#### WHAT THE EXERCISE ASKS:
Within the entries below, find the portion that opens with the line containing "Task: mark one dot on every instance of the power" and closes with the line containing "Task: mark one dot on every instance of the white cloud". Retype that portion exactly and only.

#### ENTRIES SHOWN:
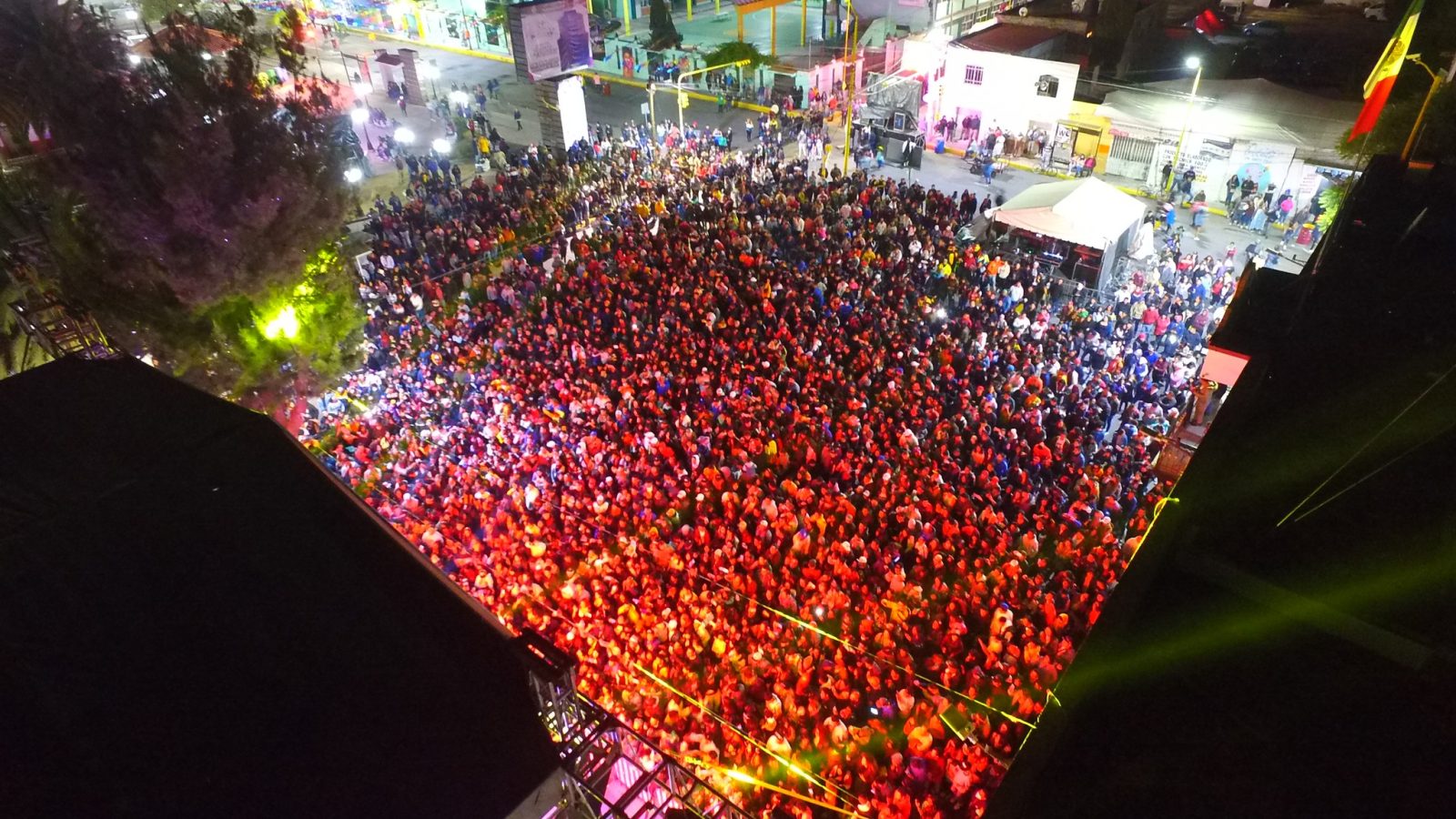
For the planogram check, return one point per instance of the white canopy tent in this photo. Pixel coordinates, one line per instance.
(1082, 212)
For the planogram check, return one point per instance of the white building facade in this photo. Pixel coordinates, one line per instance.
(997, 91)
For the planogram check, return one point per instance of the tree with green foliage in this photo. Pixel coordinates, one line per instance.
(155, 11)
(1438, 138)
(186, 198)
(662, 28)
(734, 51)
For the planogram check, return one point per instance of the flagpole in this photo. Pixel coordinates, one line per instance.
(1431, 95)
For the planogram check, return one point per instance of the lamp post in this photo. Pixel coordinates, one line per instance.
(652, 106)
(682, 96)
(1431, 95)
(1198, 65)
(851, 47)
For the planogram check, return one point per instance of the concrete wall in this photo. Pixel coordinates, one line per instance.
(1006, 96)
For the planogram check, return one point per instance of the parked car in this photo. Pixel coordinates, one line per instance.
(1264, 28)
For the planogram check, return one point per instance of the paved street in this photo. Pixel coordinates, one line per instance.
(946, 172)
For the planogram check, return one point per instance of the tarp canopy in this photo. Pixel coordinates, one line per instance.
(1084, 212)
(1238, 109)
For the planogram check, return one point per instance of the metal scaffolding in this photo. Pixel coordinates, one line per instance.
(611, 770)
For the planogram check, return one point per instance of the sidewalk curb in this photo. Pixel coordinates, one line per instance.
(669, 87)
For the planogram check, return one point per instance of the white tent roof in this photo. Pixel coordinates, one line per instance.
(1084, 212)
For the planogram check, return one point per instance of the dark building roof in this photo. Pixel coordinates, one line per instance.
(197, 620)
(1008, 38)
(1283, 644)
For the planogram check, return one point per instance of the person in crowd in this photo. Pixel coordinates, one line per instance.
(854, 490)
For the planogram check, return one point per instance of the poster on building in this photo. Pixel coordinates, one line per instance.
(550, 38)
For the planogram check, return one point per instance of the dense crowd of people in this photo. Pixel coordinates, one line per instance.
(813, 490)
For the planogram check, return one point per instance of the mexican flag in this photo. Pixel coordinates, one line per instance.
(1378, 87)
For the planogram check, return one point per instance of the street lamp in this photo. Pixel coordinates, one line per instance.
(1416, 130)
(682, 96)
(652, 106)
(431, 73)
(1198, 65)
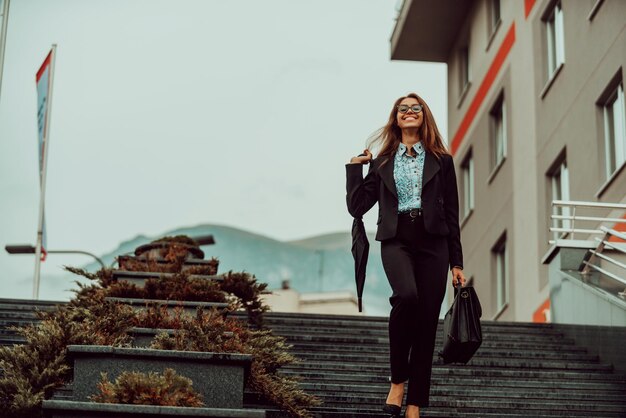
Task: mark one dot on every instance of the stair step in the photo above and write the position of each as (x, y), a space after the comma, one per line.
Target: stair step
(547, 382)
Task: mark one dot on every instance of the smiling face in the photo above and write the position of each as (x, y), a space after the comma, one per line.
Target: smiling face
(410, 119)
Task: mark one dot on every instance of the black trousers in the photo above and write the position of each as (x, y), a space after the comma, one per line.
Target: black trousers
(416, 264)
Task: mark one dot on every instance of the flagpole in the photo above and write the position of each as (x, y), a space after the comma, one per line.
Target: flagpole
(43, 177)
(3, 37)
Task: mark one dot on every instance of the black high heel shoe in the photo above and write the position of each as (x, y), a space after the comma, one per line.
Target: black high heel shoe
(393, 410)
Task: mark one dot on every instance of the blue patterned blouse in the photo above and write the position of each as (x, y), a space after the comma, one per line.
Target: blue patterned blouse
(407, 172)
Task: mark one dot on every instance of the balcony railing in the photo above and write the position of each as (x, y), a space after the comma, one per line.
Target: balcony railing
(566, 223)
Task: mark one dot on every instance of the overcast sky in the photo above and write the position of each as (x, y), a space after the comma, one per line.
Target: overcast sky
(169, 114)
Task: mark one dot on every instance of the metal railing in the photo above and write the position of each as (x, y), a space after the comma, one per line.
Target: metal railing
(564, 213)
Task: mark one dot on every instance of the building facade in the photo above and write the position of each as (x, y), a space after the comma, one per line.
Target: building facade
(535, 114)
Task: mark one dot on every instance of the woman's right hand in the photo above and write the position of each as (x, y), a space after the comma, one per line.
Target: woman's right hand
(363, 158)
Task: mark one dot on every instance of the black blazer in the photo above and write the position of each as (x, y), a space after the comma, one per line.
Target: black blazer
(440, 200)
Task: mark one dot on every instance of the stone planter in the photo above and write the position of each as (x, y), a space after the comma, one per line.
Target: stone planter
(138, 278)
(189, 308)
(219, 377)
(133, 263)
(72, 409)
(155, 250)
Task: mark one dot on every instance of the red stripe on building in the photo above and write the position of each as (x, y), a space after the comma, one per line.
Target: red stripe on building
(528, 6)
(486, 84)
(540, 314)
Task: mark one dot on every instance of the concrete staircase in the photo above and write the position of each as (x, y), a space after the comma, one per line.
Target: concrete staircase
(521, 370)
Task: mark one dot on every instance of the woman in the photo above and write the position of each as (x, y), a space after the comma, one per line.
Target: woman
(414, 182)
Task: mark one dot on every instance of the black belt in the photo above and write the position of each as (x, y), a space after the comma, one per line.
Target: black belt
(413, 213)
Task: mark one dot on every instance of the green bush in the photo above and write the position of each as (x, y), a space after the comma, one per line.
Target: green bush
(210, 331)
(167, 389)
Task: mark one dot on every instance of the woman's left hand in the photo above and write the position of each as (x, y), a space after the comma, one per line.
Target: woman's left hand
(457, 275)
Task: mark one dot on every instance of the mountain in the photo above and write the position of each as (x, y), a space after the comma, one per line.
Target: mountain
(318, 264)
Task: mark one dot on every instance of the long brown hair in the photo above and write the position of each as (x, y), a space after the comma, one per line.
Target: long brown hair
(389, 136)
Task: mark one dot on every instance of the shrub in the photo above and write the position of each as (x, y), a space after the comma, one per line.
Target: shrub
(33, 371)
(167, 389)
(210, 331)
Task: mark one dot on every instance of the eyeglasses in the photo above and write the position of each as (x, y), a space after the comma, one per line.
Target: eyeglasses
(405, 108)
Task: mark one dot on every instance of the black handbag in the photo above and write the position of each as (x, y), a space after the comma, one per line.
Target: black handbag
(462, 334)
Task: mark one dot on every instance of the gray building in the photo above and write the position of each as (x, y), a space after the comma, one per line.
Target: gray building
(535, 114)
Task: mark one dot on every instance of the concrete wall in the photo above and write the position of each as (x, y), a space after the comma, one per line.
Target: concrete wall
(542, 125)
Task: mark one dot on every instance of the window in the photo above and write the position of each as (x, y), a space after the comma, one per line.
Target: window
(468, 184)
(501, 276)
(498, 132)
(559, 183)
(614, 115)
(554, 41)
(494, 15)
(464, 74)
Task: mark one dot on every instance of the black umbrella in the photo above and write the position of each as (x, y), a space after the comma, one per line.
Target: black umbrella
(360, 251)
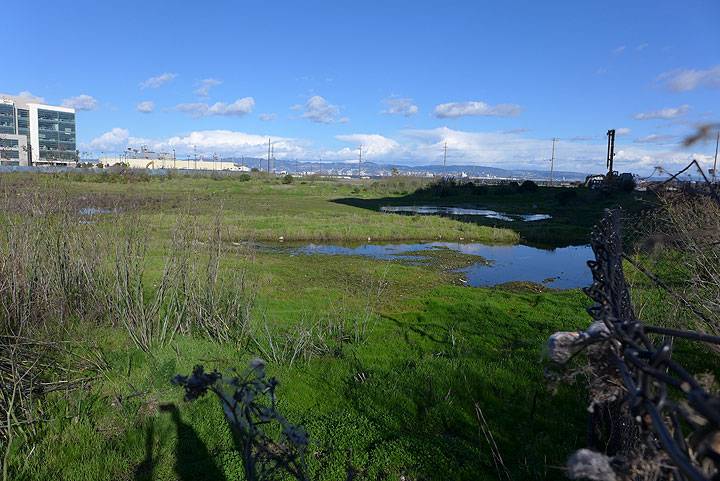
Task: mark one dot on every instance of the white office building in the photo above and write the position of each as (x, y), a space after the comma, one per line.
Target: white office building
(36, 134)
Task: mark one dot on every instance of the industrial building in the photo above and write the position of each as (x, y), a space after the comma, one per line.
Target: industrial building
(143, 158)
(36, 134)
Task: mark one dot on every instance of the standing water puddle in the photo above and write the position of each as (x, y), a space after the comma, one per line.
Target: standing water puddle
(490, 214)
(563, 268)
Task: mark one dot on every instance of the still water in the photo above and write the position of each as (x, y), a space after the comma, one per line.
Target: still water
(457, 211)
(562, 268)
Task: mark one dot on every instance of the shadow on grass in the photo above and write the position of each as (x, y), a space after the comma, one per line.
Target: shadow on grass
(144, 470)
(193, 461)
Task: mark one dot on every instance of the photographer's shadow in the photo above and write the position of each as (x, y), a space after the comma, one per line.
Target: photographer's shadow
(193, 461)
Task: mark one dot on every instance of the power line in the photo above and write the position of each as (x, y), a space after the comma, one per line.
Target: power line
(268, 155)
(717, 142)
(445, 156)
(552, 162)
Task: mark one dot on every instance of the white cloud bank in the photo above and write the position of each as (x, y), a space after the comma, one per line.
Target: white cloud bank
(475, 108)
(665, 114)
(81, 102)
(318, 109)
(684, 80)
(238, 108)
(157, 81)
(419, 147)
(146, 107)
(205, 85)
(400, 106)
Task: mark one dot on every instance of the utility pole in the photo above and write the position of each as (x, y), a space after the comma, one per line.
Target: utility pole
(552, 162)
(717, 142)
(445, 158)
(611, 151)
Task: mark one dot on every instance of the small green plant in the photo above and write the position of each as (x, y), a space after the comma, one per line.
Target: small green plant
(528, 186)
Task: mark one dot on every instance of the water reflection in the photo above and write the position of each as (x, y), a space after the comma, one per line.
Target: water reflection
(490, 214)
(562, 268)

#### SOLVED PROBLEM:
Task: mark one dot on every instance of the power line in the photo above and write the position of each as (x, y), a space after the comma, one per line.
Target: power line
(268, 155)
(717, 142)
(445, 156)
(552, 162)
Task: mark one dot on every instance of the white cloud bank in the photo above and write the position of each as (x, y), a space after the comma, one per line.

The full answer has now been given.